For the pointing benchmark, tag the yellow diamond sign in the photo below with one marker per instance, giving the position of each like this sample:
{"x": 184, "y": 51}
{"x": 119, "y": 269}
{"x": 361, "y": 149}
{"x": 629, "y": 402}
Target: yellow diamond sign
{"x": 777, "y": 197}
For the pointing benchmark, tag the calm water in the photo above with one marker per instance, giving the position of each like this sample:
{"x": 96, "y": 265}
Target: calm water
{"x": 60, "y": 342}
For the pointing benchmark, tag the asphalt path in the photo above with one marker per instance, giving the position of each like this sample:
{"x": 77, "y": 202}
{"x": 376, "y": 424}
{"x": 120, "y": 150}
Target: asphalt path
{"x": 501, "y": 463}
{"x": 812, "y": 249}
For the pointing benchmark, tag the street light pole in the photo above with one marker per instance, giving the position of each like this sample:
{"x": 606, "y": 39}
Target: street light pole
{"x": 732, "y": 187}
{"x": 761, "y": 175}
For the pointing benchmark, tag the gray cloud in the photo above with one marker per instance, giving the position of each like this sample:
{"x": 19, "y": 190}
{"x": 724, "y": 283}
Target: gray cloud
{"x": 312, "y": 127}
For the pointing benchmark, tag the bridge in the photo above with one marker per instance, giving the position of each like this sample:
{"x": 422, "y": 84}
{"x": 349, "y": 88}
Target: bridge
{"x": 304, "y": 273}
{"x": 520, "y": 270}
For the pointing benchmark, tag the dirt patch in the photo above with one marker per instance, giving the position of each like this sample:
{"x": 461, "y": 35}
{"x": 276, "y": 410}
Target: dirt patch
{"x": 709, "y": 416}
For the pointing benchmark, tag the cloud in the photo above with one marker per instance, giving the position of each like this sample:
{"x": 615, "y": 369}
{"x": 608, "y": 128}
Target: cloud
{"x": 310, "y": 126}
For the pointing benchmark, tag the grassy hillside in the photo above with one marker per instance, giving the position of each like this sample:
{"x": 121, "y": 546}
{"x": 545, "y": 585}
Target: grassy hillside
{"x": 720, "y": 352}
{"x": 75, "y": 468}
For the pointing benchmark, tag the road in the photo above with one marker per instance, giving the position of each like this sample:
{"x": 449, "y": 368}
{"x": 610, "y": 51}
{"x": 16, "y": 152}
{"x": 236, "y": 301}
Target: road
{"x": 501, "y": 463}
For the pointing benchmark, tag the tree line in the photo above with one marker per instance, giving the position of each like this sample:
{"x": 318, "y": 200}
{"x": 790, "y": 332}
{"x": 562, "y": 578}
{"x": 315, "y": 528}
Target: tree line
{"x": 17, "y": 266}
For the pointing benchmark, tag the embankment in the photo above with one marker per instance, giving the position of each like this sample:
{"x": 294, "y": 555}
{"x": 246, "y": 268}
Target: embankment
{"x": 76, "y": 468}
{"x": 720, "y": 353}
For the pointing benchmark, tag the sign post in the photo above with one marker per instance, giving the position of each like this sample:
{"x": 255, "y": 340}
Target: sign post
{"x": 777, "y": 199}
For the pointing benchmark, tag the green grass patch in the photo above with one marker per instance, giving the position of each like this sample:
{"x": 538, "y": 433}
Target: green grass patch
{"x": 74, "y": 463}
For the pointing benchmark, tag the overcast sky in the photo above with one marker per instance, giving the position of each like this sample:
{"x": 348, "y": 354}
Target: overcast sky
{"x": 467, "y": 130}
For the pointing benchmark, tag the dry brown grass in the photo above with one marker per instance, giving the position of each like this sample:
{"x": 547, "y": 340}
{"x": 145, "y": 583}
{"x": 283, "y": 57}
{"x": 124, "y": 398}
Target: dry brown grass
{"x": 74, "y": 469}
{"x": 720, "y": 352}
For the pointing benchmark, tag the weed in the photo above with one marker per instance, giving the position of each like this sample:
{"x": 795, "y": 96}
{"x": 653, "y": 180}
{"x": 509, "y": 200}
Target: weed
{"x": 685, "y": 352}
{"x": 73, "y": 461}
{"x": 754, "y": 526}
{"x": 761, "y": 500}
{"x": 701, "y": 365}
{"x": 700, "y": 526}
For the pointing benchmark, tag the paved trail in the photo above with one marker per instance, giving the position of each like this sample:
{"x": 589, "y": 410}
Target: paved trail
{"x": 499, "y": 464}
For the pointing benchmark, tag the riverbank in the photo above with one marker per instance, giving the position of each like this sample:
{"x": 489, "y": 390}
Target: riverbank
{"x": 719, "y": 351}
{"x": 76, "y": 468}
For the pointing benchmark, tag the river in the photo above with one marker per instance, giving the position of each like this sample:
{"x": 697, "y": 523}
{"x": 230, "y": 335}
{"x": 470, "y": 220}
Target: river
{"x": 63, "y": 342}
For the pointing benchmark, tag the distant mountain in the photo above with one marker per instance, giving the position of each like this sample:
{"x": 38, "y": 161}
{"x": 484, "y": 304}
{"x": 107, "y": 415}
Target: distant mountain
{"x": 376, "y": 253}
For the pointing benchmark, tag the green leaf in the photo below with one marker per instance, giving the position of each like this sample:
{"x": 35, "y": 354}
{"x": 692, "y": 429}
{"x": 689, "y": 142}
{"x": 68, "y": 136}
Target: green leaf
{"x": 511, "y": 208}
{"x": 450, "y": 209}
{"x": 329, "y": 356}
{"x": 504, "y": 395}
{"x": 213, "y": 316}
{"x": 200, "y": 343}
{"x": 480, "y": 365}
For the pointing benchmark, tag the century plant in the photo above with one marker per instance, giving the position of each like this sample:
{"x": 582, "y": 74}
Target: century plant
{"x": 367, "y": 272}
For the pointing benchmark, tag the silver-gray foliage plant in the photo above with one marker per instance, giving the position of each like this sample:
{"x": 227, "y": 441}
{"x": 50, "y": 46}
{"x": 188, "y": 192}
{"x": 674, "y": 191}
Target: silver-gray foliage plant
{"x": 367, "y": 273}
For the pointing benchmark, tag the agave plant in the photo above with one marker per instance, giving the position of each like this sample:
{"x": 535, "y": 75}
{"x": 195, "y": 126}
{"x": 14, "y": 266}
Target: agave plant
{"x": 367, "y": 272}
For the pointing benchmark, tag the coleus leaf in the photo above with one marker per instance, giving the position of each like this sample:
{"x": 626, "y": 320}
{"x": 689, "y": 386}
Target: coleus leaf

________________________________________

The listing above must be transcribed exactly, line by line.

COMPLETED TASK:
For the pointing benchmark, tag the yellow diamond sign in the photo below with one marker per instance, giving the position of each like this sample:
{"x": 184, "y": 51}
{"x": 119, "y": 269}
{"x": 361, "y": 149}
{"x": 629, "y": 402}
Target: yellow diamond sign
{"x": 777, "y": 197}
For the pointing benchmark, tag the calm water in the photo above with one marker per instance, giving the position of each like this sample:
{"x": 96, "y": 265}
Target: calm water
{"x": 60, "y": 342}
For the pointing benchmark, tag the asphalt path in the photo above with one marker per instance, giving the position of each like this sample:
{"x": 77, "y": 202}
{"x": 376, "y": 424}
{"x": 120, "y": 150}
Target: asphalt path
{"x": 501, "y": 463}
{"x": 812, "y": 249}
For the pointing benchmark, tag the street light pole in the photo above with one marker per instance, giving the position of each like this sample:
{"x": 606, "y": 39}
Target: street light pole
{"x": 732, "y": 187}
{"x": 761, "y": 175}
For the pointing benchmark, tag the gray cloud in the photo above with one marker per instance, giving the position of each like this sample:
{"x": 19, "y": 190}
{"x": 724, "y": 283}
Target: gray cloud
{"x": 312, "y": 127}
For the pointing benchmark, tag the bridge in the photo above with one marker per instance, giving the position of each like this sample:
{"x": 422, "y": 84}
{"x": 349, "y": 88}
Target: bridge
{"x": 304, "y": 273}
{"x": 520, "y": 270}
For the pointing benchmark, tag the dirt patch in the photo above with one marker per instance, giving the position of each like this sample:
{"x": 461, "y": 35}
{"x": 276, "y": 410}
Target: dirt patch
{"x": 709, "y": 416}
For the pointing benchmark, tag the cloud in the photo above with one marker per instance, giving the position of each like this sample:
{"x": 615, "y": 369}
{"x": 608, "y": 128}
Target: cloud
{"x": 310, "y": 126}
For the pointing benchmark, tag the grassy hillside in the photo above with one marker per instance, giving the position of each like this sample:
{"x": 121, "y": 546}
{"x": 545, "y": 585}
Target: grassy hillside
{"x": 720, "y": 352}
{"x": 75, "y": 468}
For the pointing benchmark, tag the road in the photo above with one marker per instance, giving the position of each like this sample:
{"x": 449, "y": 368}
{"x": 610, "y": 51}
{"x": 16, "y": 152}
{"x": 236, "y": 301}
Target: road
{"x": 501, "y": 463}
For the pointing benchmark, tag the tree line in the photo above with one marker per instance, giving the position of each like this sample:
{"x": 318, "y": 200}
{"x": 790, "y": 332}
{"x": 562, "y": 578}
{"x": 315, "y": 528}
Target: tree line
{"x": 17, "y": 266}
For the pointing benchmark, tag the embankment in the photo above with one marker per instance, giving the position of each like this sample:
{"x": 294, "y": 555}
{"x": 246, "y": 268}
Target: embankment
{"x": 76, "y": 468}
{"x": 720, "y": 353}
For the pointing benchmark, tag the sign post in the photo above with one marker per instance, giving the position of each like this sample:
{"x": 255, "y": 340}
Target: sign post
{"x": 777, "y": 199}
For the pointing benchmark, tag the green grass patch in the photo above with one marker per instance, giving the position of each like this sample:
{"x": 538, "y": 433}
Target: green grass patch
{"x": 74, "y": 463}
For the pointing benchmark, tag the overcast sky in the photo above with one marker per instance, giving the position of each like this sample:
{"x": 348, "y": 354}
Target: overcast sky
{"x": 467, "y": 130}
For the pointing benchmark, tag the dry brown grass in the photo above with one marker per instance, giving the position of each like this sample:
{"x": 547, "y": 340}
{"x": 145, "y": 583}
{"x": 283, "y": 57}
{"x": 124, "y": 398}
Target: dry brown grass
{"x": 74, "y": 469}
{"x": 720, "y": 352}
For the pointing benchmark, tag the weed in the photo above with one marker per instance, giving the position of each like this sample:
{"x": 795, "y": 96}
{"x": 653, "y": 180}
{"x": 509, "y": 200}
Target: weed
{"x": 685, "y": 352}
{"x": 73, "y": 461}
{"x": 754, "y": 526}
{"x": 761, "y": 500}
{"x": 701, "y": 365}
{"x": 700, "y": 526}
For the pointing benchmark, tag the paved trail in the photo above with one marker per instance, giving the position of each like this sample:
{"x": 589, "y": 410}
Target: paved trail
{"x": 499, "y": 464}
For the pointing benchmark, tag the riverbank in the photo above with one marker per instance, giving the position of each like this sample:
{"x": 489, "y": 390}
Target: riverbank
{"x": 719, "y": 351}
{"x": 76, "y": 468}
For the pointing benchmark, tag the river in the photo above with one marker per instance, giving the position of each like this sample:
{"x": 697, "y": 523}
{"x": 230, "y": 335}
{"x": 470, "y": 220}
Target: river
{"x": 63, "y": 342}
For the pointing benchmark, tag the distant mountain in the photo above with one marker per instance, giving the position of each like this sample:
{"x": 38, "y": 161}
{"x": 484, "y": 304}
{"x": 107, "y": 415}
Target: distant mountain
{"x": 376, "y": 253}
For the pointing benchmark, tag the green leaf in the photo below with one marker per instance, giving the position of each like this sample:
{"x": 35, "y": 354}
{"x": 692, "y": 429}
{"x": 689, "y": 142}
{"x": 68, "y": 136}
Target: green leaf
{"x": 511, "y": 208}
{"x": 450, "y": 209}
{"x": 329, "y": 356}
{"x": 504, "y": 395}
{"x": 213, "y": 316}
{"x": 200, "y": 343}
{"x": 480, "y": 365}
For the pointing benchmark, tag the century plant in the photo above with one marker per instance, giving the position of each like this sample:
{"x": 582, "y": 74}
Target: century plant
{"x": 367, "y": 272}
For the pointing benchmark, tag the silver-gray foliage plant in the photo above with one marker per instance, giving the position of each like this sample:
{"x": 227, "y": 441}
{"x": 50, "y": 46}
{"x": 188, "y": 192}
{"x": 674, "y": 191}
Target: silver-gray foliage plant
{"x": 367, "y": 273}
For the pointing benchmark, tag the agave plant in the photo above with one marker per instance, giving the position of each like this sample:
{"x": 535, "y": 75}
{"x": 195, "y": 126}
{"x": 14, "y": 266}
Target: agave plant
{"x": 367, "y": 272}
For the pointing benchmark, tag the coleus leaf in the photo above with one marker per instance, giving the position of each like this sample:
{"x": 626, "y": 320}
{"x": 689, "y": 386}
Target: coleus leaf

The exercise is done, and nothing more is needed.